- [Teks Bacaan]:

Perjuangan terus berlanjut hingga menjelang kemerdekaan. Terjadilah perdebatan sengit antara pejuang Islam yang menghendaki Negara Islam dengan kalangan sekuler yang menolak penyatuan agama dengan negara. Ringkas cerita, yang terjadi adalah kompromi dengan lahirnya Piagam Jakarta 22 Juni 1945 yang menyebutkan bahwa negara dibentuk berdasar kepada “Ketuhanan, dengan kewajiban menjalankan Syariah Islam bagi pemeluk-pemeluknya.” Sekalipun demikian, Ki Bagus Hadikusumo, pemimpin Muhammadiyah, menegaskan beliau tidak menyetujui rumusan tersebut. Kata-kata bagi ‘pemeluk-pemeluknya’ harus dihapus. Cukup, dengan kewajiban menjalankan ‘Syariah Islam’. Tetapi, rumusannya tetap seperti itu. Jadi, perjuangan Islam berhasil dengan menetapkan pemerintah wajib menjalankan Syariah Islam bagi Umat Islam saja. Diantara tokoh yang menandatanganinya adalah Abikoesno Tjokrosujoso (Partai Sarekat Islam Indonesia), Abdul Kahar Muzakir (Muhammadiyah), Haji Agus Salim (Partai Penyadar), dan KH A. Wahid Hasyim (Nahdlatul Ulama/NU).

Diproklamasikanlah Kemerdekaan Indonesia pada 17 Agustus 1945. Ternyata, usianya hanya satu hari. Sebab, pada 18 Agustus 1945 tujuh kata ‘dengan kewajiban menjalankan Syariah Islam bagi pemeluk-pemeluknya’ dalam Piagam Jakarta dicoret dalam sidang ilegal karena tanpa menyertakan para Ulama dan tokoh-tokoh politik Islam yang shalih sebelumnya. Panitia dalam sidang tersebut dikenal dengan Panitia Persiapan Kemerdekaan Indonesia. Pada waktu itu Ulama mencabut restunya atas kemerdekaan Indonesia, karena merasa dikhianati. Kejadian yang menyolok mata ini, dirasakan Umat Islam sebagai suatu permainan ‘sulap’ yang diliputi kabut rahasia. Inilah awal dalam tubuh pemerintahan RI, tirani minoritas atas mayoritas Umat Islam. Pada 3 Januari 1946, urusan Islam hanya diurusi oleh satu kementerian. Didirikanlah kementerian Agama sebagai konsesi kepada kaum Muslim. Berikutnya 27 Januari 1953, Presiden Soekarno berpidato di Amuntai bahwa bila negara yang didirikan berdasarkan Islam, maka banyak daerah yang berpenduduk non-Muslim akan lepas. Pidato ini mendapat respon keras dari para tokoh dan organisasi Islam. Di antaranya NU, Front Muballig Islam, Partai Islam Perti, Gerakan Pemuda Islam Indonesia, dan Persis.

- [Data Tersedia]:
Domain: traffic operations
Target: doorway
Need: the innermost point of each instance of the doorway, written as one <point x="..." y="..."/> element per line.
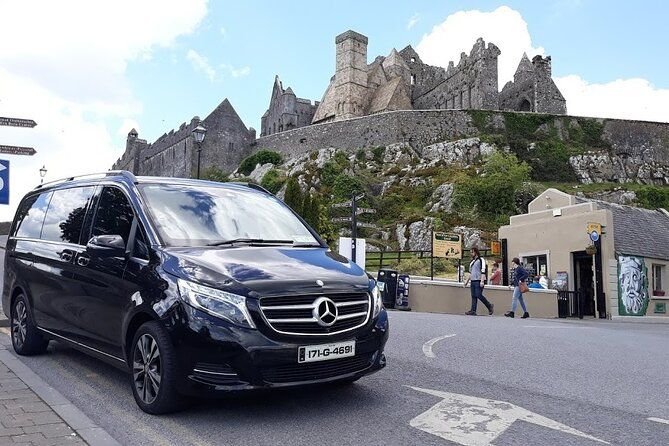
<point x="584" y="282"/>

- [Soal Latihan]:
1: Dalam teks tentang Piagam Jakarta, organisasi apa saja yang disebut memberi respons keras terhadap pidato Presiden Soekarno di Amuntai?
2: Teruskan teks tentang Piagam Jakarta mulai dari sesudah kalimat terakhirnya.

- [Daftar Jawaban]:
1: NU, Front Muballig Islam, Partai Islam Perti, Gerakan Pemuda Islam Indonesia, dan Persis.

2:
PB NU yang diketuai KH A. Wahid Hasyim menulis: “.....Pernyataan bahwa pemerintah Islam tidak akan dapat memelihara persatuan dan kesatuan bangsa dan akan menjauhkan Irian, menurut pandangan hukum Islam adalah merupakan perbuatan munkar yang tidak dibenarkan Syariah Islam dan wajib tiap-tiap orang Muslimin menyatakan ingkar atau tidak menyetujuinya.”

Kenyataan ini menegaskan bahwa NU sebagai organisasi para Ulama adalah salah satu pendukung Pemerintahan Islam dan pejuang-pejuang Syariah Islam. Cukup mengherankan bila ada yang membawa-bawa nama NU tetapi keras menentang aturan Allah yaitu Syariah Islam Betapa tidak, para tokoh NU dahulu berada di garda terdepan dalam perjuangannya meraih kemerdekaan dengan semangat Jihad Fi Sabilillah, pada paruh akhir perang kemerdekaan demi tegaknya Syariah dan pemerintahan Islam. Tanggal 5 Juli 1959 keluarlah dekrit Presiden tentang kembali pada UUD 1945. Didalamnya ditetapkan juga,’.....Bahwa Piagam Jakarta tertanggal 22 Juni 1945 menjiwai Undang-undang Dasar 1945 dan adalah merupakan suatu rangkaian kesatuan dengan konstitusi tersebut.”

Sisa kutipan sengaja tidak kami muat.